文書の一節:
=====
SQL Server ではクエリのリコンパイルが発生する条件としては次のようなものがあります。
パラメータースニッフィング等で、実行プランが大多数のクエリで効率が悪くなってしまった場合の補正として、「統計情報を更新」することでリコンパイルを誘発させることがあるのではないでしょうか。
実稼働環境であれば、統計情報の更新を行うことでリコンパイルを誘発させるということを実施するのは、それほど難しくない気がしますが、負荷がかかっていない検証環境のようなものを使用して、検証を実施しようとすると、統計情報を更新してもリコンパイルが発生しないとう状態になることがあります。
これについては、2018 年の段階で Does Updating Statistics Cause a Recompile if No Data Has Changed? で解説が行われていますが、投稿を書いている時点の最新のバージョンである、SQL Server 2019 CU15 でも同様な状態になるのかと思って確認していた際の内容を遺しておきたいと思います。
=====
記録データ:
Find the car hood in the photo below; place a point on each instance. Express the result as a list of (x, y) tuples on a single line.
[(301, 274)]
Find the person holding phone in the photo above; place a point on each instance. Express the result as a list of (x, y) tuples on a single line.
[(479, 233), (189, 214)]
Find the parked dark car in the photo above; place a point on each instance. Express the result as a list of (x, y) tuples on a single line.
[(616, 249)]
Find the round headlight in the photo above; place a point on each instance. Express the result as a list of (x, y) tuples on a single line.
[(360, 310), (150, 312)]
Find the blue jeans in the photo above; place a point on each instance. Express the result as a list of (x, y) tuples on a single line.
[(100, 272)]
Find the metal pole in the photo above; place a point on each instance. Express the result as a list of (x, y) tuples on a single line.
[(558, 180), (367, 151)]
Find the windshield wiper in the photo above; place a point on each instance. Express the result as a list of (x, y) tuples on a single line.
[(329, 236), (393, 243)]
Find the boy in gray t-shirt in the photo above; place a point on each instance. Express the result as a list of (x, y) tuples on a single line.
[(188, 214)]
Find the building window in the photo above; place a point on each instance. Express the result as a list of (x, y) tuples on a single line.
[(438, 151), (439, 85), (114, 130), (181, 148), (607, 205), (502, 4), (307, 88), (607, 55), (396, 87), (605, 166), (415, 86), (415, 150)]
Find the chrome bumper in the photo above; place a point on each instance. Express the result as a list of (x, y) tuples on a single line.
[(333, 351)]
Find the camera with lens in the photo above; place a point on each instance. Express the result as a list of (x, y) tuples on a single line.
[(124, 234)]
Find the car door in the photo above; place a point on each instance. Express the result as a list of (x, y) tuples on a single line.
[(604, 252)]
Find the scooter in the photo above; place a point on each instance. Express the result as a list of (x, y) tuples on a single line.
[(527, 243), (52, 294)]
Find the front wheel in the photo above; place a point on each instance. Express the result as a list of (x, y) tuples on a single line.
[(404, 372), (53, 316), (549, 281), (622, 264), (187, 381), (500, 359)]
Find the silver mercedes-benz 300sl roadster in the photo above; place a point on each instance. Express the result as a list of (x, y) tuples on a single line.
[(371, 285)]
=====
短い課題: SQL Server のリコンパイルについての文章を、一字一句変えずに全文書き写してください。

課題の解答:
SQL Server ではクエリのリコンパイルが発生する条件としては次のようなものがあります。
パラメータースニッフィング等で、実行プランが大多数のクエリで効率が悪くなってしまった場合の補正として、「統計情報を更新」することでリコンパイルを誘発させることがあるのではないでしょうか。
実稼働環境であれば、統計情報の更新を行うことでリコンパイルを誘発させるということを実施するのは、それほど難しくない気がしますが、負荷がかかっていない検証環境のようなものを使用して、検証を実施しようとすると、統計情報を更新してもリコンパイルが発生しないとう状態になることがあります。
これについては、2018 年の段階で Does Updating Statistics Cause a Recompile if No Data Has Changed? で解説が行われていますが、投稿を書いている時点の最新のバージョンである、SQL Server 2019 CU15 でも同様な状態になるのかと思って確認していた際の内容を遺しておきたいと思います。